(Extracted records)
☆ ☆ ☆
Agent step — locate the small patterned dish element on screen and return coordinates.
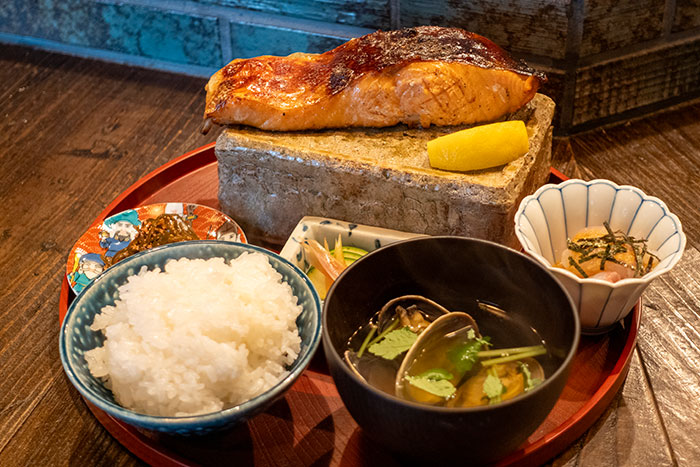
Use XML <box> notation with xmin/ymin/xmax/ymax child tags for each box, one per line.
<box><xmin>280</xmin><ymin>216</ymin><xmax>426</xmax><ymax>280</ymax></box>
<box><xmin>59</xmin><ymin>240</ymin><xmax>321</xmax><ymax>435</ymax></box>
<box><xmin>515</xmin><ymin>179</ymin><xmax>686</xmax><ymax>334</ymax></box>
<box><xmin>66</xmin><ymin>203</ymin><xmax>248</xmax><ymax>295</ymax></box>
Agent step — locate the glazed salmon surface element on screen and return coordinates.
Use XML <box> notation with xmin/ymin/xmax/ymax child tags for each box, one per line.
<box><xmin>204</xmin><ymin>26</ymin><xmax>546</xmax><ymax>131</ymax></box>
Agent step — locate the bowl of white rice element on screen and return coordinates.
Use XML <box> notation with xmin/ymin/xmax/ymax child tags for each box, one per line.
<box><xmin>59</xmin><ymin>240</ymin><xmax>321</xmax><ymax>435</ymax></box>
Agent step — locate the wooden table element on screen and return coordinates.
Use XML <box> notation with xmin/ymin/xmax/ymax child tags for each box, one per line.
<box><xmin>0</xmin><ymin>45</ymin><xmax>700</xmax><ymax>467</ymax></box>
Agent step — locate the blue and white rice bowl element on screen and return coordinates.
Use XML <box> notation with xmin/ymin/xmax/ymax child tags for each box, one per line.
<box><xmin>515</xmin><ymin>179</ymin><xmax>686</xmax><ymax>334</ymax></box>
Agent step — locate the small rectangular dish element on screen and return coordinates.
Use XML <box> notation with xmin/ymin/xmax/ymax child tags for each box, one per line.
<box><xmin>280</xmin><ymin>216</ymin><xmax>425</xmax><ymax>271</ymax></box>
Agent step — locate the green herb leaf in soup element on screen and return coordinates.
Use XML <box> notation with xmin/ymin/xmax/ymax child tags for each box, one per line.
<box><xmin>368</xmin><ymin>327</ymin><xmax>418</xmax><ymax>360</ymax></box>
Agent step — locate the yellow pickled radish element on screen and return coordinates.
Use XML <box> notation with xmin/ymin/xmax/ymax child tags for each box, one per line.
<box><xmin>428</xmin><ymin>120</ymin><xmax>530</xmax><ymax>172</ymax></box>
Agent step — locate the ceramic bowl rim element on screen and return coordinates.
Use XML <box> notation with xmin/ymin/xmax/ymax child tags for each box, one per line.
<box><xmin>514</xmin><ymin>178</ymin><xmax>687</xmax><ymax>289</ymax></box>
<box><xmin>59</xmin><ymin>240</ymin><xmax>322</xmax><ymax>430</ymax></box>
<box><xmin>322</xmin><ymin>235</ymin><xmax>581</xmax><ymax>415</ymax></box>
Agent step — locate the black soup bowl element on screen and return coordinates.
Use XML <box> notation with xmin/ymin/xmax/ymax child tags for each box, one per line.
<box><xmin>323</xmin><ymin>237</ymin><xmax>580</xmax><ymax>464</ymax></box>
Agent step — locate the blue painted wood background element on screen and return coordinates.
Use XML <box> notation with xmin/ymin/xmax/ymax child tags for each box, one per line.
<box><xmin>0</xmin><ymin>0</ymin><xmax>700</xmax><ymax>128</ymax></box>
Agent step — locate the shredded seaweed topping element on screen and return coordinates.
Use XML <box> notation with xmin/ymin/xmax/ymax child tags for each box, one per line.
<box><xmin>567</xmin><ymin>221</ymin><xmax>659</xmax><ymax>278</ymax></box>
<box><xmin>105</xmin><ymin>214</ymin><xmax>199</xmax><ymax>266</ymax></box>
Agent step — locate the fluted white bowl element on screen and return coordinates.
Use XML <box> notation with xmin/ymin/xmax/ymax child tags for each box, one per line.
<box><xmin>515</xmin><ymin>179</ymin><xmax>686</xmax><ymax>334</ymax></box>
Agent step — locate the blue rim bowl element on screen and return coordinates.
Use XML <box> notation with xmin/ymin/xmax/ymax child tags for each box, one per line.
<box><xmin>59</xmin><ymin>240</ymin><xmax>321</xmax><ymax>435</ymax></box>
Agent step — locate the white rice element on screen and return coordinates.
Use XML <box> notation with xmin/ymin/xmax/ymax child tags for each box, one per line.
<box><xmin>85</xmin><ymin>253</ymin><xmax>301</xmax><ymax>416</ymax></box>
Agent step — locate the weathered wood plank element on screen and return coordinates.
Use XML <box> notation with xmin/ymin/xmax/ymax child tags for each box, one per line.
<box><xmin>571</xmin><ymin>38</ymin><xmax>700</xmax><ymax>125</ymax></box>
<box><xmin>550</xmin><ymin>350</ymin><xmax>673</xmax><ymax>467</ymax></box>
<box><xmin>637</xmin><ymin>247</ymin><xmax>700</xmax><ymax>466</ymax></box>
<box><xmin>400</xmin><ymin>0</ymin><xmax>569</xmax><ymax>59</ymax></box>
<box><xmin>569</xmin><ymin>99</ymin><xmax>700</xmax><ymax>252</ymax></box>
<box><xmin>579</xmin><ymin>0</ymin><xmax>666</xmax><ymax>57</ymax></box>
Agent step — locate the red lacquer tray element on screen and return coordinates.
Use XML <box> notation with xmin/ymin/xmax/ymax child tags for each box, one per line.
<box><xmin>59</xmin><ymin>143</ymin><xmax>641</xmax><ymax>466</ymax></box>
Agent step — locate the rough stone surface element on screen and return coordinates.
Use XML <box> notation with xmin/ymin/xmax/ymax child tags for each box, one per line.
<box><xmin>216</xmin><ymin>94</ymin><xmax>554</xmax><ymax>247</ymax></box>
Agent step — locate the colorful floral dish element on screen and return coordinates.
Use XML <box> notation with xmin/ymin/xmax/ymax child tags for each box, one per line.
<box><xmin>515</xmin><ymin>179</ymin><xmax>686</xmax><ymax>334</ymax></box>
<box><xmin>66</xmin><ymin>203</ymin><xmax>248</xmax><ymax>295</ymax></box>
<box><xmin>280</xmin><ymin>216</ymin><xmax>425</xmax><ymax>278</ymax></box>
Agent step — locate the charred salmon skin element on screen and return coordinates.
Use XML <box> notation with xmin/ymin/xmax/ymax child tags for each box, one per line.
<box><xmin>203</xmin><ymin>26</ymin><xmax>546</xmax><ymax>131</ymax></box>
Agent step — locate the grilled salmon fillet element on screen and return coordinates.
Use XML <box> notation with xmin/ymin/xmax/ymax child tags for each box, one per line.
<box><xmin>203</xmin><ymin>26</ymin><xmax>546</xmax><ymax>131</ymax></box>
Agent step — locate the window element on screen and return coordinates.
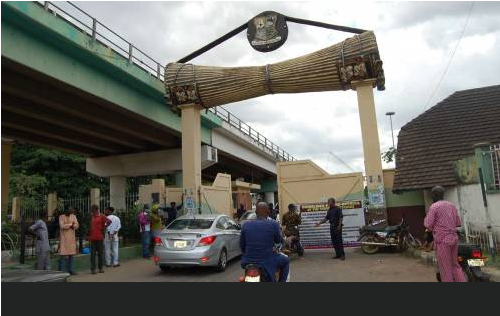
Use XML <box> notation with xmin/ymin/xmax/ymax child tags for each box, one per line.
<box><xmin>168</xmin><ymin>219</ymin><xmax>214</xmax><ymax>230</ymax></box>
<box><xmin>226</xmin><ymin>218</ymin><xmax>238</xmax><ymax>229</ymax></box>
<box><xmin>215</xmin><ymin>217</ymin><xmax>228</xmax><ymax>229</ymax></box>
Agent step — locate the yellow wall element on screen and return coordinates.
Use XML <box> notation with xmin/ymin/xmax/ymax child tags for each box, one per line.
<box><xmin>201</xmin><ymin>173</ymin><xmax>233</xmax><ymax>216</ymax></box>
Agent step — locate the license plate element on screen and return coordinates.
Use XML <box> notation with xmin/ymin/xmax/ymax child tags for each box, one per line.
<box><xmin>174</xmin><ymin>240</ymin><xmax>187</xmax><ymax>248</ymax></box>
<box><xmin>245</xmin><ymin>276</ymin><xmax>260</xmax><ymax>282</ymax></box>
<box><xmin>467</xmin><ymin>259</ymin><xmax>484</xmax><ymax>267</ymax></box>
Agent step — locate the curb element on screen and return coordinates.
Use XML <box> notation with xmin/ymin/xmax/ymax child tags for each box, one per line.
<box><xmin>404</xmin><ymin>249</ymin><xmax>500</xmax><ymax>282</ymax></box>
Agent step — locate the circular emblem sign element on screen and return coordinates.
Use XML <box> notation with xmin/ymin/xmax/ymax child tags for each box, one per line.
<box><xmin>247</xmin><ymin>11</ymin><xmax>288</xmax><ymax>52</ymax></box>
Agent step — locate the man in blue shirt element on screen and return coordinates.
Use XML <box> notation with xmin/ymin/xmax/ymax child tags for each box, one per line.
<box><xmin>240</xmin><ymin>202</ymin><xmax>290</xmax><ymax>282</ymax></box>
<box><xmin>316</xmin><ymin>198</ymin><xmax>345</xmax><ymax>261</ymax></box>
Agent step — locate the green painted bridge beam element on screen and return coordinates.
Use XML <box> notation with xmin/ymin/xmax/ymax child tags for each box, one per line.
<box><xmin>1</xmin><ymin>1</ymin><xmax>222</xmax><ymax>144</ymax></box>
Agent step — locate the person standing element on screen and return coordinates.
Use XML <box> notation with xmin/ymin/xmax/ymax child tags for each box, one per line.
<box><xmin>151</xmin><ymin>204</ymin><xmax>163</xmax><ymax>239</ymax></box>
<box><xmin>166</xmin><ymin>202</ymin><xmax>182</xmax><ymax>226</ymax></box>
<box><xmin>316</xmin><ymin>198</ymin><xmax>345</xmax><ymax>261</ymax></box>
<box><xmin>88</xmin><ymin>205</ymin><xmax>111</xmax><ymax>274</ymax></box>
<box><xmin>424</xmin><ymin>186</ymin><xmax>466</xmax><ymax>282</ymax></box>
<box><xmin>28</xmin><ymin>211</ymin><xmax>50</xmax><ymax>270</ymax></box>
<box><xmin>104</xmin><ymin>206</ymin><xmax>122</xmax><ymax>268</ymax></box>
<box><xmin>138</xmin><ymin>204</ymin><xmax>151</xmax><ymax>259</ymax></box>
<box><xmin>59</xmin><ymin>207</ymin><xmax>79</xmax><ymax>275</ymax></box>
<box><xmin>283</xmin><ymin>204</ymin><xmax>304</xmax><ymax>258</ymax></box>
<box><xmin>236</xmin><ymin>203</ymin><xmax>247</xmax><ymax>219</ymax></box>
☆ ☆ ☆
• _What is being asked_:
Extract every line from the one with "Agent step — locate the curb" down to the final line above, both included, exactly as written.

• _Worked solution_:
Agent step — locate the curb element on screen and return coordinates.
Use XML <box> notation with xmin/ymin/xmax/ymax child tags for each box, one per line.
<box><xmin>404</xmin><ymin>249</ymin><xmax>500</xmax><ymax>282</ymax></box>
Agent step — locate the circular emblem sign element on screen and return coordinates.
Use XML <box> notation with xmin/ymin/xmax/ymax child tags for each box, one per line.
<box><xmin>247</xmin><ymin>11</ymin><xmax>288</xmax><ymax>52</ymax></box>
Agent step — locate the man in blue shirt element on screen and return coordinates.
Use XML <box> notation with xmin/ymin/xmax/ymax child tags for each box, one per line.
<box><xmin>240</xmin><ymin>202</ymin><xmax>290</xmax><ymax>282</ymax></box>
<box><xmin>316</xmin><ymin>198</ymin><xmax>345</xmax><ymax>261</ymax></box>
Agent step — locate the green painted bridge beam element on screen and return coordinates.
Use XML <box> notation with xmin/ymin/xmax/ymax child tags for each box, one per line.
<box><xmin>1</xmin><ymin>1</ymin><xmax>222</xmax><ymax>144</ymax></box>
Agent step — locate the person standing element on screen and return coordinates.
Use XML <box> notation with xmin/ymin/xmax/ymax child tags for each box, one per line.
<box><xmin>151</xmin><ymin>204</ymin><xmax>163</xmax><ymax>239</ymax></box>
<box><xmin>166</xmin><ymin>202</ymin><xmax>182</xmax><ymax>226</ymax></box>
<box><xmin>316</xmin><ymin>198</ymin><xmax>345</xmax><ymax>261</ymax></box>
<box><xmin>88</xmin><ymin>205</ymin><xmax>111</xmax><ymax>274</ymax></box>
<box><xmin>424</xmin><ymin>186</ymin><xmax>466</xmax><ymax>282</ymax></box>
<box><xmin>28</xmin><ymin>211</ymin><xmax>50</xmax><ymax>270</ymax></box>
<box><xmin>104</xmin><ymin>206</ymin><xmax>122</xmax><ymax>268</ymax></box>
<box><xmin>138</xmin><ymin>204</ymin><xmax>151</xmax><ymax>259</ymax></box>
<box><xmin>59</xmin><ymin>207</ymin><xmax>79</xmax><ymax>275</ymax></box>
<box><xmin>283</xmin><ymin>204</ymin><xmax>304</xmax><ymax>258</ymax></box>
<box><xmin>236</xmin><ymin>203</ymin><xmax>247</xmax><ymax>219</ymax></box>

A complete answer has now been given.